------ MATERIAL TO PROCESS

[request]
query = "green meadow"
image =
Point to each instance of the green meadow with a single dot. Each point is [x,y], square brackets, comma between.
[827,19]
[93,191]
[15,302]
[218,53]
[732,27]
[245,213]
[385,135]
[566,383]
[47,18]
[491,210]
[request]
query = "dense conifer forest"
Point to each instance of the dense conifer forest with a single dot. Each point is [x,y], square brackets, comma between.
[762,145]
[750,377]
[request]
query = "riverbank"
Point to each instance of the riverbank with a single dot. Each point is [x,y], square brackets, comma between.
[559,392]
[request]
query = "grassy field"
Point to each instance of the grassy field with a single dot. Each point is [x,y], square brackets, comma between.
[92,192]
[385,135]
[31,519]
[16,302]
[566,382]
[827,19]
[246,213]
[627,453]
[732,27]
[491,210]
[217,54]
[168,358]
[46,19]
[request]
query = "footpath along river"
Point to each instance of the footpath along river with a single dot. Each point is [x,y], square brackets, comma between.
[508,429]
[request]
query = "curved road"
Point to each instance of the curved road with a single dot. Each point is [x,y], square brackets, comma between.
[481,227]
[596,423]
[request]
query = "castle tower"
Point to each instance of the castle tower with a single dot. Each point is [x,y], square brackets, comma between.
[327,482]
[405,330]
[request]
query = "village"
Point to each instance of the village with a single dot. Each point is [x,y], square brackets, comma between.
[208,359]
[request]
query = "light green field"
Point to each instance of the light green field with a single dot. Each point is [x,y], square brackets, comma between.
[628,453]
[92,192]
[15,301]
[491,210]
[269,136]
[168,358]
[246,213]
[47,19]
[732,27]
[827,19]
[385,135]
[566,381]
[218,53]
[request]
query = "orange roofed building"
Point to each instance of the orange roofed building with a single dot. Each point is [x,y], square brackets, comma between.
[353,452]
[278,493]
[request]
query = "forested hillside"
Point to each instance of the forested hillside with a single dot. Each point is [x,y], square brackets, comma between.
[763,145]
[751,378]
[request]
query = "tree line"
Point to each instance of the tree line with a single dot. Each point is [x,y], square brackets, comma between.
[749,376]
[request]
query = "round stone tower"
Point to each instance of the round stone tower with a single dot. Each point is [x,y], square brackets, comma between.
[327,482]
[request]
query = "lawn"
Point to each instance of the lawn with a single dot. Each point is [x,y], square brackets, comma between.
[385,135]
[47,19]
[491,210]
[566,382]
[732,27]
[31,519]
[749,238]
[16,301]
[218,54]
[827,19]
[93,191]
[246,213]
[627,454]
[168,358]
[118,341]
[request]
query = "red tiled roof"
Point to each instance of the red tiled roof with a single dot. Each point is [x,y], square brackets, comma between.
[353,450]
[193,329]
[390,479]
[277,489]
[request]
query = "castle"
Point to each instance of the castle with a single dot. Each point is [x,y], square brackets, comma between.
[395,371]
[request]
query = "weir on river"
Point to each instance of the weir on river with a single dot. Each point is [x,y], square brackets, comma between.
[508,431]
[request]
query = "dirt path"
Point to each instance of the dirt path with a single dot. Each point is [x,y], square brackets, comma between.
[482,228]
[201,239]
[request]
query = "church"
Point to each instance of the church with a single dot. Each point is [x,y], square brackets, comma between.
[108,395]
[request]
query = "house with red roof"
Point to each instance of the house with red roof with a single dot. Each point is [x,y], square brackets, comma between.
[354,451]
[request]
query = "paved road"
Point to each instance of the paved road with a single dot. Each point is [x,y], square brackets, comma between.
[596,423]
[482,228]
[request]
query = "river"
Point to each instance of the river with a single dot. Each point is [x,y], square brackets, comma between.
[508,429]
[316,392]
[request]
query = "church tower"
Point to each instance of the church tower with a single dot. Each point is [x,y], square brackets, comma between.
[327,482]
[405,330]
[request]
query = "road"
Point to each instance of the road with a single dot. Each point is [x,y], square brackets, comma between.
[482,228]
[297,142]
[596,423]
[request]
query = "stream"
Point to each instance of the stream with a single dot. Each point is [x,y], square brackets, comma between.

------------

__DESCRIPTION OF THE TASK__. Count the lines in the data above that contain the string "round", with case counting, and give only the number.

__THE RESPONSE__. 2